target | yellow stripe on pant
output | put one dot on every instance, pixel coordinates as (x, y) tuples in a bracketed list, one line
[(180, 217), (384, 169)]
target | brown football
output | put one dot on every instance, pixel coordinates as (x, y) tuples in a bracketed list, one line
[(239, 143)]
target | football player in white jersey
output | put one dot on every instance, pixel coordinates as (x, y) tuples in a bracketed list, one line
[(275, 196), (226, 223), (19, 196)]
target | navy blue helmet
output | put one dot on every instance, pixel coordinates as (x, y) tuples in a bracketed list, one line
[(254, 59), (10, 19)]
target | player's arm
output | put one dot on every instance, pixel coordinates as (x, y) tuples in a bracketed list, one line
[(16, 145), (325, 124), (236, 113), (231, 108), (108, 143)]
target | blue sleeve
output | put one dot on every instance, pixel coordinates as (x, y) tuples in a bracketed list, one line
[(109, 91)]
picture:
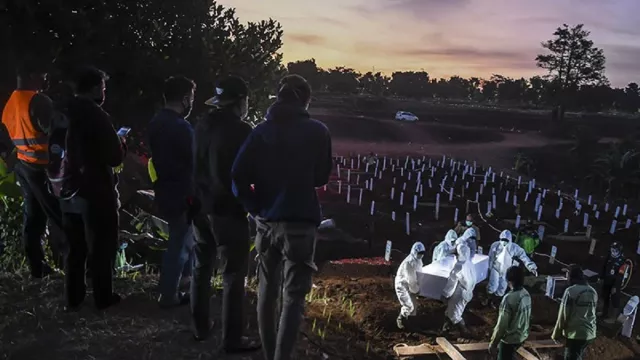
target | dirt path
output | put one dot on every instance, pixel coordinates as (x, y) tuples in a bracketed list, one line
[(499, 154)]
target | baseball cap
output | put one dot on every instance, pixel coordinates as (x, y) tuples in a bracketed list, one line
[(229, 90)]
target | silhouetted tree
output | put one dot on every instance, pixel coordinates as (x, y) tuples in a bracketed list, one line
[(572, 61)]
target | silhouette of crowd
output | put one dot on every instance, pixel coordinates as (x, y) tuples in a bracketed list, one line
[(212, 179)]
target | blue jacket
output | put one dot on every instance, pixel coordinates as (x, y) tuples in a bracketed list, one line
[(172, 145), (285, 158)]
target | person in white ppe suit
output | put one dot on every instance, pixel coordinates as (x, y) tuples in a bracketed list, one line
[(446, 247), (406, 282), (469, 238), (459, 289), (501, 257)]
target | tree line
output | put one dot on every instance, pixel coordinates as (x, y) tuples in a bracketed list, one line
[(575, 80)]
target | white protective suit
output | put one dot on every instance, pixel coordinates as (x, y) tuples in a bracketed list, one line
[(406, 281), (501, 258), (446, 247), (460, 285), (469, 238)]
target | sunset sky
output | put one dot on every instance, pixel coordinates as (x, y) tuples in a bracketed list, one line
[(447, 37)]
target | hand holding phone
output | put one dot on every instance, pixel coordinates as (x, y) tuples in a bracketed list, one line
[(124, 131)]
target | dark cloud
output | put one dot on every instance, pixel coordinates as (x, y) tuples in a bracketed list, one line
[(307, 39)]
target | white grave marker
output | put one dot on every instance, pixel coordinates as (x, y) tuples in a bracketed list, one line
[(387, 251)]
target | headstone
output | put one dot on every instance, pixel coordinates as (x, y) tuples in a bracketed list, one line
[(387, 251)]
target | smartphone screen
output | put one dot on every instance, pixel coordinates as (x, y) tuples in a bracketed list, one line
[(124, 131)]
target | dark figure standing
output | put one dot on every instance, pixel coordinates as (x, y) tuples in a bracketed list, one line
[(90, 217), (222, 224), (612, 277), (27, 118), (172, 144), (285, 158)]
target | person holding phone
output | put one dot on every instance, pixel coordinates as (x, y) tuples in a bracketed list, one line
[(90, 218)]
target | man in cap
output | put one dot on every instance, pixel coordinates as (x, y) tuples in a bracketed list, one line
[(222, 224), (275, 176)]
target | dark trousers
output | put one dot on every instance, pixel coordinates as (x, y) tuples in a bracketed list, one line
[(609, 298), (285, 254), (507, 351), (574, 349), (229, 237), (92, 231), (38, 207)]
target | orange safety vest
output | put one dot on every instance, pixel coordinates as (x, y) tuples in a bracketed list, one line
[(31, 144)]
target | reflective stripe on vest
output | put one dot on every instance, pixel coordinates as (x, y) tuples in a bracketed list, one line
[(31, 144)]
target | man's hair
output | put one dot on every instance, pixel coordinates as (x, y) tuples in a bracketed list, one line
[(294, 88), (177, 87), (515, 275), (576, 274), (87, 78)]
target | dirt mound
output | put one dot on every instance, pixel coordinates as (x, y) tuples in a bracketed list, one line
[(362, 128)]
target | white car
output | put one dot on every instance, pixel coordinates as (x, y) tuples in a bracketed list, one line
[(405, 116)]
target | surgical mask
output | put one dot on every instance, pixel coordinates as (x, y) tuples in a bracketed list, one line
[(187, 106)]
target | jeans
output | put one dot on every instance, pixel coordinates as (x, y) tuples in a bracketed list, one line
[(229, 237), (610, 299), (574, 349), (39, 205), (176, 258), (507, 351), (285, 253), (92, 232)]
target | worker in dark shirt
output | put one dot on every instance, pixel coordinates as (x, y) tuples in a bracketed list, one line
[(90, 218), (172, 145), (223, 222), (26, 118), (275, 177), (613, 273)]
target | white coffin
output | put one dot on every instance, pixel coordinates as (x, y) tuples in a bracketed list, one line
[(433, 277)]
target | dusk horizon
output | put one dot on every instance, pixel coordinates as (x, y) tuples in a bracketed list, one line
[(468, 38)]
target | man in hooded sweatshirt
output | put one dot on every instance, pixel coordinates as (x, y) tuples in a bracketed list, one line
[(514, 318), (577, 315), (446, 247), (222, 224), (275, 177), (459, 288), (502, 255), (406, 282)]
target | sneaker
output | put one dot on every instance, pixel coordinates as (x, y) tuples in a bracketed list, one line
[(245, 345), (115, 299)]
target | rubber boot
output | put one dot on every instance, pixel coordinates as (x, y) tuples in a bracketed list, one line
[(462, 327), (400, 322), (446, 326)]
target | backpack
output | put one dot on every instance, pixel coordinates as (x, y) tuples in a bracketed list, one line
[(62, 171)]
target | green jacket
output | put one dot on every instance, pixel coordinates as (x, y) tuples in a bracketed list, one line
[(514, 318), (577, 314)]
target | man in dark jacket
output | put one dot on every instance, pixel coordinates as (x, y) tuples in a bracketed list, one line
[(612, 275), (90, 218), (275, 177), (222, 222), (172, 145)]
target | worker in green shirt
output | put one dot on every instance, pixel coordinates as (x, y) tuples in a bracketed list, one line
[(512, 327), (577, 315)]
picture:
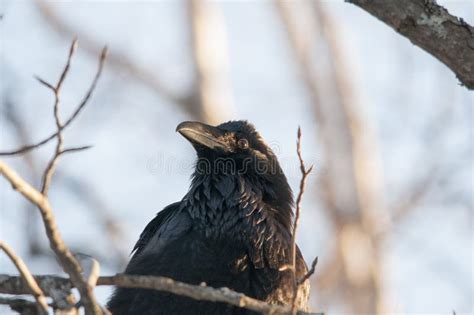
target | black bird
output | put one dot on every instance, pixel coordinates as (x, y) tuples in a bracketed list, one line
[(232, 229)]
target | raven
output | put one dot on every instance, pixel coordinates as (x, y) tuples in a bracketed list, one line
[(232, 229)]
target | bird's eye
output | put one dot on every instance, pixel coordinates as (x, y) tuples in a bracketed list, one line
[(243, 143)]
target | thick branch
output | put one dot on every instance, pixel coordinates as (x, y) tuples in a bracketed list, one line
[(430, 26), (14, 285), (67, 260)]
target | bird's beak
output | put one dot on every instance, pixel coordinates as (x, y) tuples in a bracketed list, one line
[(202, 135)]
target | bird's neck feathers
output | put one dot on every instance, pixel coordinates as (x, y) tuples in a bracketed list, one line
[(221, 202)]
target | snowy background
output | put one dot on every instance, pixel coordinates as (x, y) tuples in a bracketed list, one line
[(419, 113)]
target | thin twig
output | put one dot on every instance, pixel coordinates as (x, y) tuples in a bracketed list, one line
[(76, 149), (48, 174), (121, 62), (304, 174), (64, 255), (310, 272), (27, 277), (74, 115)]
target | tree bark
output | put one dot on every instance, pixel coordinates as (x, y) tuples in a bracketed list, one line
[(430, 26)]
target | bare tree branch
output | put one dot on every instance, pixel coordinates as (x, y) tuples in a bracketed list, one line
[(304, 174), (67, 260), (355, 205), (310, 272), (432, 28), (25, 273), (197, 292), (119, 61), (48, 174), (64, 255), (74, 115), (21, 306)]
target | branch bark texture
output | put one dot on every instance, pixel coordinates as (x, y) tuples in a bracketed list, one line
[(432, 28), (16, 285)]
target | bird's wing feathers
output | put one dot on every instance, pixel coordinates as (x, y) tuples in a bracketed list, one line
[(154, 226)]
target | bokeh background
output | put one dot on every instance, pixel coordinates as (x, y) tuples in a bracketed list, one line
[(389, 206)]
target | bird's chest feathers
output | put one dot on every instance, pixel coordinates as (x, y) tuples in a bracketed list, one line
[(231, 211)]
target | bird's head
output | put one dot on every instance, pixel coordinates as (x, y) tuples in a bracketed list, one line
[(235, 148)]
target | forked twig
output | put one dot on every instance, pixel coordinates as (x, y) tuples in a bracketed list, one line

-=-=-

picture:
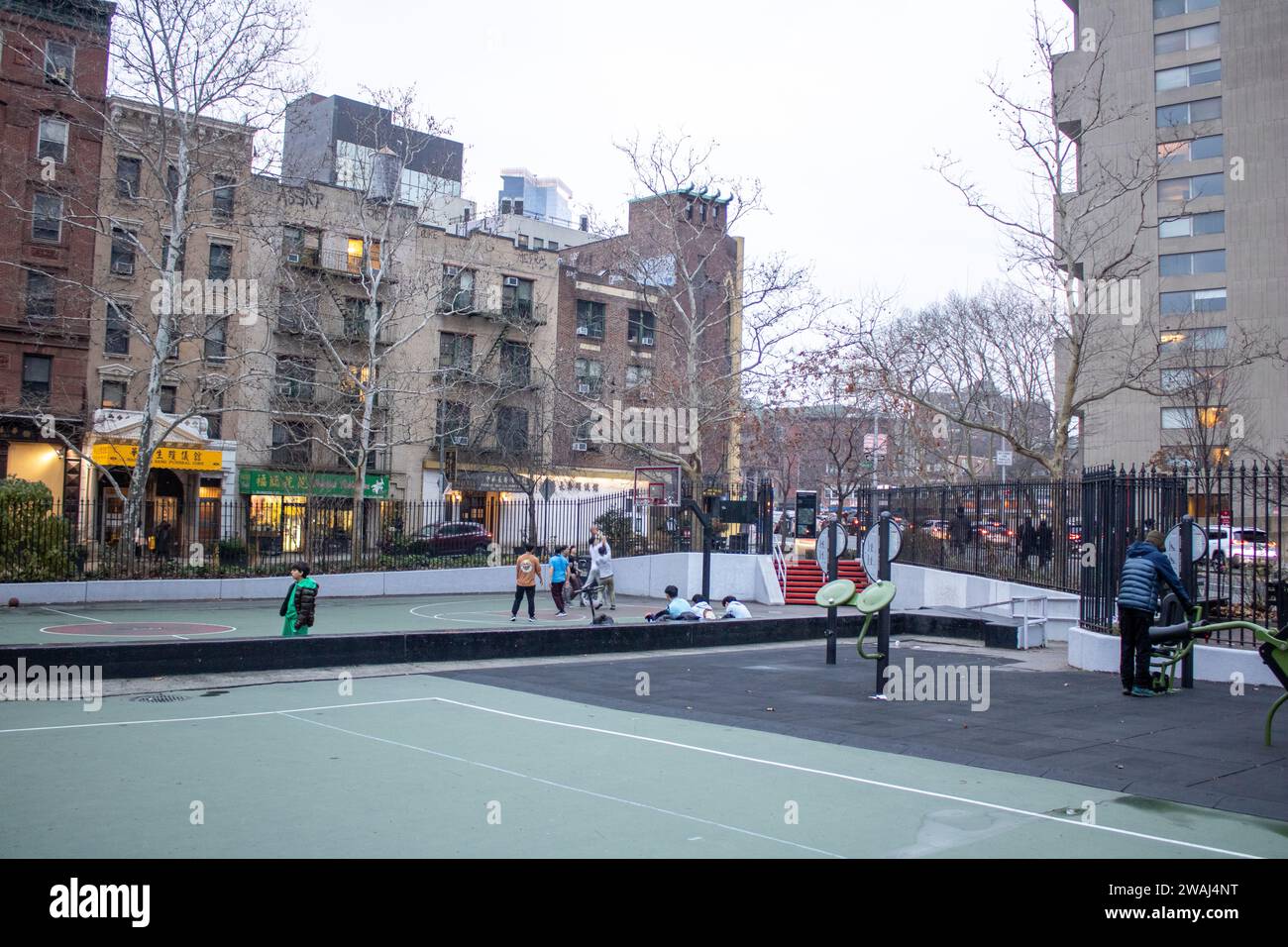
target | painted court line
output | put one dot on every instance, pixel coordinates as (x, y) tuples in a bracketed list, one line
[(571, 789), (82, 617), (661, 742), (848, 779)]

-=-=-

### BRIEF
Rewrite only the stretch from the line containing "target | headstone" through the line containing "[(362, 128)]", including the requests, and shift the point coordinates by adding 38 to every number in them.

### OUTPUT BELOW
target | headstone
output | put one dot on every instance, pixel coordinates as (x, y) tuples in a bracketed list, one line
[(425, 289)]
target | smartphone screen
output | put one dot on every instance, pixel coordinates as (x, y) tuples in a bracketed list, one line
[(162, 169)]
target | dark figure standing
output | put one dot on every instance, pixel coordinates as (x, y) tuples in a bracketed list, one line
[(128, 255), (260, 262), (650, 315), (65, 156), (210, 182), (323, 196)]
target | person holding phone
output | put one dot on every instance, pixel coordinates as (x, y) tuples in a bracketed list, one line
[(128, 256)]
target | man in cap
output | put one dot on every instance, pixel coordinates as (x, y) tuples in a bracketed list, one line
[(260, 262), (313, 214)]
target | dark trousers
output | put one dot on every instance, pixel coordinates as (x, y) tuples in a bracketed list, one line
[(647, 336), (323, 292), (545, 389), (612, 387), (267, 275), (130, 269), (76, 245)]
target | orange safety vest
output | put one dot on every instance, pixel coordinates as (x, y) tuples in a bracketed list, one line
[(69, 182)]
target | reflective stripe on vest
output | put one dot on every instance, pixel coordinates as (x, y) tuples in a bracketed list, one line
[(69, 182)]
target | man's hair
output | put one dot on every instance, pixel coordinates as (x, y) tuples in a bracketed list, one line
[(332, 126), (215, 125), (553, 313), (614, 312), (125, 116)]
target | dirt mound
output | put one dot on every instance, pixel coordinates as (x, y) tuples in a bracketed list, one line
[(400, 166)]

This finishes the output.